Сколь благомыслящим утешно созерцать
Толь поучительны, толь сильные картины!
С Плутархом в них, мой друг, с Тацитом нам являй
Величие и низость смертных
И душу зрителей к добру воспламеняй.
 
[Востоков: 151]
   В центре картины изображался герой – античный, библейский, исторический: изобразительные принципы были общими. Герои отвечали идеальным пропорциям греческих образцов; на полотне, как на сцене, они разыгрывали характерные для классицистической трагедии конфликты страсти и разума, чувства и долга, фоном служила театральная декорация, а роли исторических героев в буквальном смысле исполняли ведущие актеры.
   Для иллюстрации обратимся к одной из первых картин на сюжет из отечественной истории – полотну А.П. Лосенко «Владимир перед Рогнедою» (1770). Тема была задана художнику Советом Академии для получения звания академика. В программе значились эпизод из «Древней Российской истории» Ломоносова и соответствующие выписки из истории Щербатова, Несторовой летописи и Синопсиса. «Дело» о «Программе, заданной художнику Лосенкову» сохранилось в Архиве Академии художеств1, оно содержит «программу» и оригинальное «изъяснение» сюжета. По сути, программа – краткий пересказ соответствующего эпизода из ломоносовской «Истории». Дословно у Ломоносова сюжет выглядит так:
   Утвердясь на новгородском владении и уже в готовности итти войною на Ярополка, посылает Владимир к полотскому князю Рогвольду, чтоб ему отдал дочь свою Рогнеду в супружество. Сей союз праведно казался Владимиру быть полезен в обстоятельствах важного предприятия. Испытав склонность дочери своей, Рогвольд услышал, что лучше желает быть за Ярополком, а о Владимире сказала, что не хочет разуть от рабы рожденного <…>. Гордым сим ответом раздраженный Владимир подвигнул всю свою силу на Полотскую землю и скоро взял столичный город силою. Рогвольд с двумя сынами лишен жизни; высокомысленная Рогнеда неволею с Владимиром сочеталась и пошла к Киеву… [Ломоносов: VI, 249].
   Перед нами типичный для классицистической трагедии конфликт «праведной пользы» и неправедных страстей. Однако Лосенко в своем «Изъяснении» находит в этой программе «5 разных сюжетов», и это не сюжеты, но скорее «положения»: Владимир и Рогвольд, взятие Полоцка, «лишение жизни» Рогвольда и сыновей его, «первое свидание Владимира с Рогнедою» и «бракосочетание его с нею». В конечном счете из пяти Лосенко выбирает один, который ни в одном из исторических источников не «прописан», – это «первое свидание Владимира с Рогнедою»:
   В программе <…> Владимир на Рогнеде женился против воли ее, когда же он на ней женился, то должно чтоб он ее и любил. Почему я его и представил так как любовника, который, видя свою невесту обезчещену и лишившуюся всего, должен был ее ласкать и извиняться перед нею, а не так как другие заключают, что он ее сам обезчестил и после на ней женился, что мне кажется очень ненатурально, а ежели же и то было, то моя картина представляет как только самое первое свидание [Каганович: 152].

■ КОРОТКОЕ ЗАДАНИЕ A
Измените фрагмент текста о картине Лосенко от "[Востоков: 151]" до "исполняли ведущие актеры." включительно, заменив "театральная декорация" на "живописная декорация".
■ КОРОТКОЕ ЗАДАНИЕ B
В каком году, согласно тексту о картине Лосенко, было создано полотно «Владимир перед Рогнедою»?
■ КОРОТКОЕ ЗАДАНИЕ C
Продолжите текст о картине Лосенко, начав сразу после его последнего предложения.

■ ИСХОДНЫЕ ДАННЫЕ
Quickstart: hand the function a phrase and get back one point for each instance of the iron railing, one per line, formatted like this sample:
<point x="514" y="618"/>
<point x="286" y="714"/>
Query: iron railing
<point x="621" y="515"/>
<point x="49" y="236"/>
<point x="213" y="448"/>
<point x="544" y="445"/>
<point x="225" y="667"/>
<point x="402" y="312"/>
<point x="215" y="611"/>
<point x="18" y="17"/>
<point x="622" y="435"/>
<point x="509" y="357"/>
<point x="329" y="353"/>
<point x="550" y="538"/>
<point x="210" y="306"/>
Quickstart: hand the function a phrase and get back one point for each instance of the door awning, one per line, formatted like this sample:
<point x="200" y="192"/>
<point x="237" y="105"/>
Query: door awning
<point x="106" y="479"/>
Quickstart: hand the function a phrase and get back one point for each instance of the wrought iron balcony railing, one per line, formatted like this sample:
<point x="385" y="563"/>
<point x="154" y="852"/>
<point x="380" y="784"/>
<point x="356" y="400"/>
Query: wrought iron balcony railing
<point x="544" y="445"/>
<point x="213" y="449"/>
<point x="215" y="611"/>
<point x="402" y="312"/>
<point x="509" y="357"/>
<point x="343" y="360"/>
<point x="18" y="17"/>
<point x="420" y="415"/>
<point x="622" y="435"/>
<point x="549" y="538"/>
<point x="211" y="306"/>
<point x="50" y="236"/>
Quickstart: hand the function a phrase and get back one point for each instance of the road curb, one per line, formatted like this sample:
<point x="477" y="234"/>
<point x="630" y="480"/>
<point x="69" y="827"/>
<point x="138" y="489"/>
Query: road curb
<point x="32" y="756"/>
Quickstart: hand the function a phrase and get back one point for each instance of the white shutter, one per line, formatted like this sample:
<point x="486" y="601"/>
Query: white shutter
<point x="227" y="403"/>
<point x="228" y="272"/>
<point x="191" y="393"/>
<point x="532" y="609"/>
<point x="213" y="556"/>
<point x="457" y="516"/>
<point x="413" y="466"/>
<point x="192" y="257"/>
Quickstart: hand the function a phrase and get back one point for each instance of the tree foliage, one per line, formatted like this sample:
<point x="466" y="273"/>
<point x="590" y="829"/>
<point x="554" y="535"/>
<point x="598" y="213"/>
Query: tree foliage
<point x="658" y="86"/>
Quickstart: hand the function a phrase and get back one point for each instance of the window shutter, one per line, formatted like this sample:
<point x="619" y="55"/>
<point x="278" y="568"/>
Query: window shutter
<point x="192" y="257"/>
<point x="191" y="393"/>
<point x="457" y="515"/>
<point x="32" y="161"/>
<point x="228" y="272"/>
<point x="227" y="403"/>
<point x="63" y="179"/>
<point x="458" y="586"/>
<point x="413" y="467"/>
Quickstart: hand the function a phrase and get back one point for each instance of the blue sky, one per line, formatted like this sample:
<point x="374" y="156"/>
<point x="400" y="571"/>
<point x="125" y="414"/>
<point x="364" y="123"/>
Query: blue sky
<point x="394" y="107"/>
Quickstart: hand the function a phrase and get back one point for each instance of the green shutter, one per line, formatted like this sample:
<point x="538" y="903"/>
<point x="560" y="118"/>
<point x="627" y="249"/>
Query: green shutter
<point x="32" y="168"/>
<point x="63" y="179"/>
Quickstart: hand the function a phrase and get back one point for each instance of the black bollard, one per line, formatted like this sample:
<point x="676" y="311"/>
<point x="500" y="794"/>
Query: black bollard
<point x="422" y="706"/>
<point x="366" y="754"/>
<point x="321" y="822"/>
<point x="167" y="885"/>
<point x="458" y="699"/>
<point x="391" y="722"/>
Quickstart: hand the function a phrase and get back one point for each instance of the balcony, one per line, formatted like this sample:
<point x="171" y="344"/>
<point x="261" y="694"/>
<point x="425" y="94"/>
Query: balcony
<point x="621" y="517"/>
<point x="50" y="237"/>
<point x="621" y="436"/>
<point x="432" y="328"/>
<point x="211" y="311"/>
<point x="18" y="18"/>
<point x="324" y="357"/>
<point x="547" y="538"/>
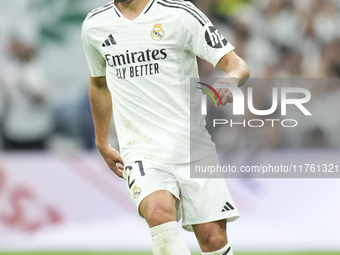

■ РЕЗУЛЬТАТ A
[Востоков: 151]
   В центре картины изображался герой – античный, библейский, исторический: изобразительные принципы были общими. Герои отвечали идеальным пропорциям греческих образцов; на полотне, как на сцене, они разыгрывали характерные для классицистической трагедии конфликты страсти и разума, чувства и долга, фоном служила живописная декорация, а роли исторических героев в буквальном смысле исполняли ведущие актеры.

■ РЕЗУЛЬТАТ B
В 1770 году.

■ РЕЗУЛЬТАТ C
   Вероятно, в «выписках» из разных источников Лосенко пытался найти подтверждение идее о галантном князе-победителе, женившемся на Рогнеде не с тем, чтобы наказать ее за «высокомыслие» и заставить «разуть от рабы рожденного», но потому, что «он ее любил». Ничего похожего ни у Нестора, ни тем более у Щербатова найти он не мог, и тем не менее Владимир на этом полотне – кавалер, «любовник», а не воин. Композиция исключительно театрализована, притом лишена присущей высокому классицизму героической патетики и представляет главным образом галантный ритуал: Владимир куртуазно склоняется перед Рогнедой, та томно закатывает глаза. Самые патетические фигуры – суровые и скорбные служанки «в русском платье»; видимо, они олицетворяют «исторический урок». Фон – покои полоцкого князя – писался с интерьеров Академии, условно театральные костюмы, вероятно, были заимствованы из сумароковского «Вышеслава». Наконец, позировал для этой картины близкий друг Лосенко актер И.И. Дмитревский2.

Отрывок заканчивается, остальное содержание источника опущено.